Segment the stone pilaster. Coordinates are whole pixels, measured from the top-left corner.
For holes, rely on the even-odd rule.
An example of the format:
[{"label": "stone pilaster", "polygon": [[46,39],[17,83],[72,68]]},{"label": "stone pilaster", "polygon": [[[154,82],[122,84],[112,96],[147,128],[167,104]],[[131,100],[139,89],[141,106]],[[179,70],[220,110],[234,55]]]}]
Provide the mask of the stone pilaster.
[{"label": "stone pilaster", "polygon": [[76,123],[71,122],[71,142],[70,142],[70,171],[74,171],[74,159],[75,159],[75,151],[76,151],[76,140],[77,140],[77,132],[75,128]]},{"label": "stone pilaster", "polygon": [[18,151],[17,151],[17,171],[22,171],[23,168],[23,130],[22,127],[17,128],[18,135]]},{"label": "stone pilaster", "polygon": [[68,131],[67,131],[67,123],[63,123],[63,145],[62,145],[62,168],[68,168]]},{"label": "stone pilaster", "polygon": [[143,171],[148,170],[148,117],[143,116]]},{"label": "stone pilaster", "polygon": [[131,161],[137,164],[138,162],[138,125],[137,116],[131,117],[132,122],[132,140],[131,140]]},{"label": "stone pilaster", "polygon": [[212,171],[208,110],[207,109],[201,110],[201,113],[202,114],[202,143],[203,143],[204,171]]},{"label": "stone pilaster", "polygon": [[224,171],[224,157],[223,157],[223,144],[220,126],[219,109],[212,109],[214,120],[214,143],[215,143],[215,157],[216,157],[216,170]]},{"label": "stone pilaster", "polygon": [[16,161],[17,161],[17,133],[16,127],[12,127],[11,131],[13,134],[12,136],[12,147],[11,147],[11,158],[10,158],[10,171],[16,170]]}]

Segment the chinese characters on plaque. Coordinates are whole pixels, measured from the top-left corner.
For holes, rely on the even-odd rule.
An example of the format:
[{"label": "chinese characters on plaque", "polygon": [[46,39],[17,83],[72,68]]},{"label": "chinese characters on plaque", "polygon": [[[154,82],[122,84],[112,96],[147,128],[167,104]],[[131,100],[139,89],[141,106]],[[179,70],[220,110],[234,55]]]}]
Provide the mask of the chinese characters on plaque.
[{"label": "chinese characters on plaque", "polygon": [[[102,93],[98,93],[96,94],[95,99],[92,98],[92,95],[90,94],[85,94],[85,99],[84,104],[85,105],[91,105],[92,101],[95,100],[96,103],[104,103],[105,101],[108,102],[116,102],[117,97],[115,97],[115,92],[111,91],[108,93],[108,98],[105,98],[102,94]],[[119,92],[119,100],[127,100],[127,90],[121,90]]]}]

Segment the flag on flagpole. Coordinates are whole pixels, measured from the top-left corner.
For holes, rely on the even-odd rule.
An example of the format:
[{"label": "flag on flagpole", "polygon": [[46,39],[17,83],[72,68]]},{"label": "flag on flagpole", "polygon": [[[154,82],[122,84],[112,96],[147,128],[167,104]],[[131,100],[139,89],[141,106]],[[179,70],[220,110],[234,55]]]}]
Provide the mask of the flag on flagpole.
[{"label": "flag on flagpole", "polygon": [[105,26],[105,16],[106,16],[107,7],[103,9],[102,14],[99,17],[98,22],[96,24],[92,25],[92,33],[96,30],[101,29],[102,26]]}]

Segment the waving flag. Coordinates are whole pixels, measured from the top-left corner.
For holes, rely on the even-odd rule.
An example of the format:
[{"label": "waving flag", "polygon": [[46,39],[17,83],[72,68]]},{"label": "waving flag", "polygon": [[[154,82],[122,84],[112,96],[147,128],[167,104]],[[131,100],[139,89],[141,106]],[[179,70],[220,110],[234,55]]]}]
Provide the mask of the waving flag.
══════════
Copy out the records word for word, from the line with "Segment the chinese" through the end of the records, including both of those ends.

Segment the chinese characters on plaque. Coordinates are whole pixels, measured from the top-left corner.
For holes, rely on the even-odd rule.
An example of the format:
[{"label": "chinese characters on plaque", "polygon": [[46,39],[17,83],[72,68]]},{"label": "chinese characters on plaque", "polygon": [[[154,82],[122,84],[112,96],[147,128],[167,104]],[[131,100],[139,89],[141,106]],[[179,70],[220,110],[234,55]]]}]
Provide the mask of the chinese characters on plaque.
[{"label": "chinese characters on plaque", "polygon": [[[102,93],[98,93],[96,94],[95,99],[92,98],[92,95],[90,94],[85,94],[85,99],[84,104],[85,105],[91,105],[92,101],[95,100],[96,103],[104,103],[105,101],[108,102],[116,102],[117,97],[115,97],[115,92],[111,91],[108,93],[108,98],[105,98],[102,94]],[[119,92],[119,100],[127,100],[127,90],[121,90]]]}]

Segment the flag on flagpole. Coordinates are whole pixels, measured from the top-left corner.
For holes, rely on the even-odd rule.
An example of the format:
[{"label": "flag on flagpole", "polygon": [[46,39],[17,83],[72,68]]},{"label": "flag on flagpole", "polygon": [[[154,82],[122,84],[112,96],[147,128],[167,104]],[[131,100],[139,89],[141,106]],[[179,70],[220,110],[234,55]]]}]
Provide the mask of the flag on flagpole.
[{"label": "flag on flagpole", "polygon": [[105,26],[105,16],[106,16],[107,7],[103,9],[102,14],[99,17],[98,22],[96,24],[92,25],[92,33],[96,30],[101,29],[102,26]]}]

Segment the waving flag. Coordinates are whole pixels, measured from the top-left corner.
For holes, rely on the even-odd rule.
An example of the format:
[{"label": "waving flag", "polygon": [[46,39],[17,83],[72,68]]},{"label": "waving flag", "polygon": [[[154,82],[122,84],[112,96],[147,128],[167,104]],[[131,100],[139,89],[141,106]],[[179,70],[220,110],[234,55]]]}]
Provide the mask of the waving flag.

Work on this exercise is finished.